• _QUOTED PASSAGE_
....................
To find a COVID-19 therapy, UW doctors and local organizations are collecting blood plasma from those who recovered.

Somewhere in the blood of COVID-19 survivors, Bill Hartman believes, may hide a key to saving the sickest patients.

Hartman, an assistant professor of anesthesiology in the UW’s School of Medicine and Public Health, is leading the UW–Madison segment of a nationwide convalescent-plasma study, an effort to see if doctors can use the blood of survivors to help treat others.

“Plasma, the liquid part of the blood, is what holds the antibodies,” he says. “If we can take that and put it into people who are sick, we hope we can make treatment more effective.”

Convalescent-plasma therapy isn’t new. Hartman notes that the concept dates back to the early 20th century, when plasma was used to treat victims of diphtheria and Spanish influenza. More recently, doctors used plasma therapy to treat coronavirus-caused diseases such as SARS and MERS. The process has relatively few dangers, as it’s no different than giving a patient a blood transfusion. So when researchers at the Mayo Clinic first suggested a nationwide plasma study, the FDA put the effort on a fast track. The UW Hospital is now one of a collection of medical facilities in all 50 states trying convalescent-plasma treatments.

The plan, however, has limitations. Because no active antibody test exists, only a few people are qualified to donate plasma: those who had previously tested positive for COVID and now test negative. And a donation only provides enough plasma to treat three patients. Further, it’s unclear whether the therapy works with COVID-19.
....................
• _SOURCE MATERIAL_
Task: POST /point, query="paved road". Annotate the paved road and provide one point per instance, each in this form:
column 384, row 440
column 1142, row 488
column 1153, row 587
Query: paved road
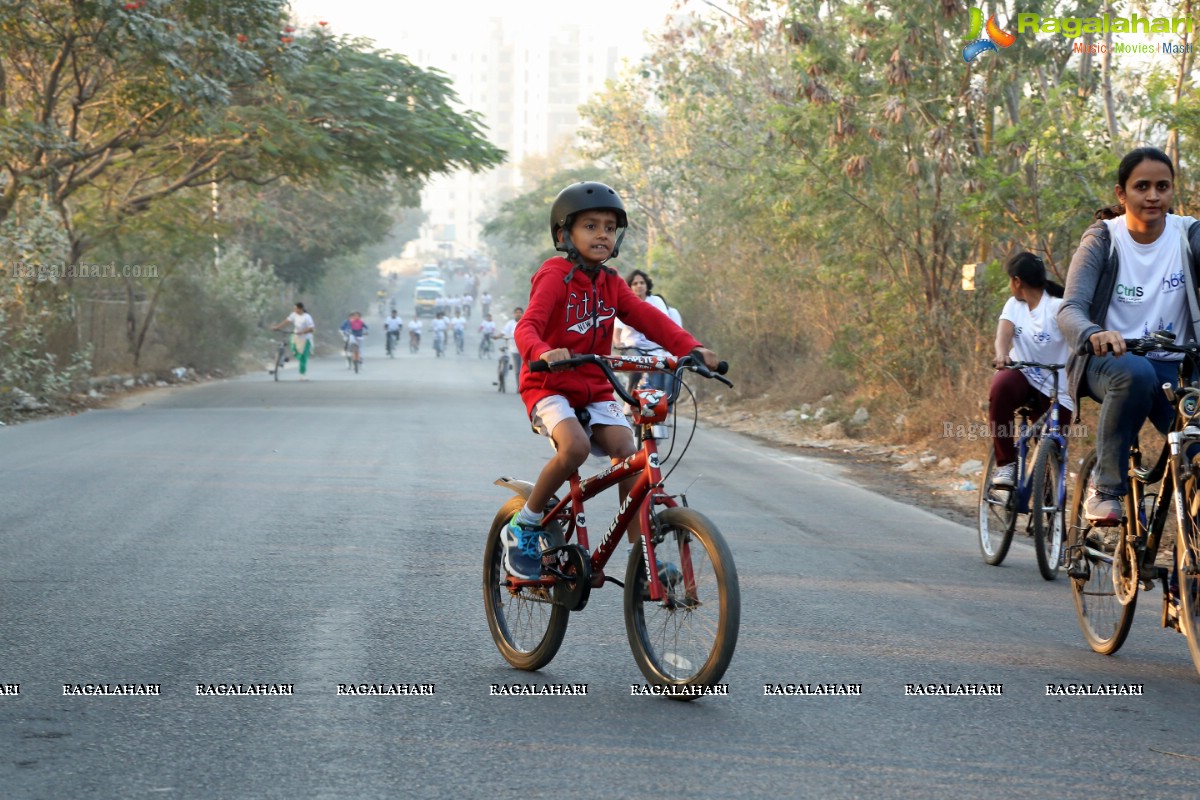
....................
• _ACTIVITY 1_
Please rewrite the convalescent-plasma article, beginning at the words "Hartman, an assistant" and stopping after "help treat others.", with "assistant professor" changed to "associate professor".
• _ACTIVITY 2_
In the convalescent-plasma article, how many patients can a single plasma donation treat?
• _ACTIVITY 3_
Continue the convalescent-plasma article after its final sentence.

• _EXPECTED OUTPUT 1_
Hartman, an associate professor of anesthesiology in the UW’s School of Medicine and Public Health, is leading the UW–Madison segment of a nationwide convalescent-plasma study, an effort to see if doctors can use the blood of survivors to help treat others.

• _EXPECTED OUTPUT 2_
Three patients.

• _EXPECTED OUTPUT 3_
“There isn’t what we call a Lazarus effect,” says Hartman. “It’s not like you get a treatment and suddenly you’re all better. But we hope that [patients’] immune systems get a boost so that they can more effectively fight off the infection.”

To collect plasma donations, UW Hospital set up a hotline and is asking recovered patients to call. The Madison firm Exact Sciences then administers tests to confirm that donors are now COVID-negative, and then the American Red Cross draws plasma for the hospital to use.

Hartman notes that it’s important that so many health care facilities are taking part in the study, as it helps researchers collect a great deal of information quickly. “This way we can pool a lot of data into one database,” he says. “Hopefully, at the end [of the study], we’ll know a lot more, and our patients will feel better.”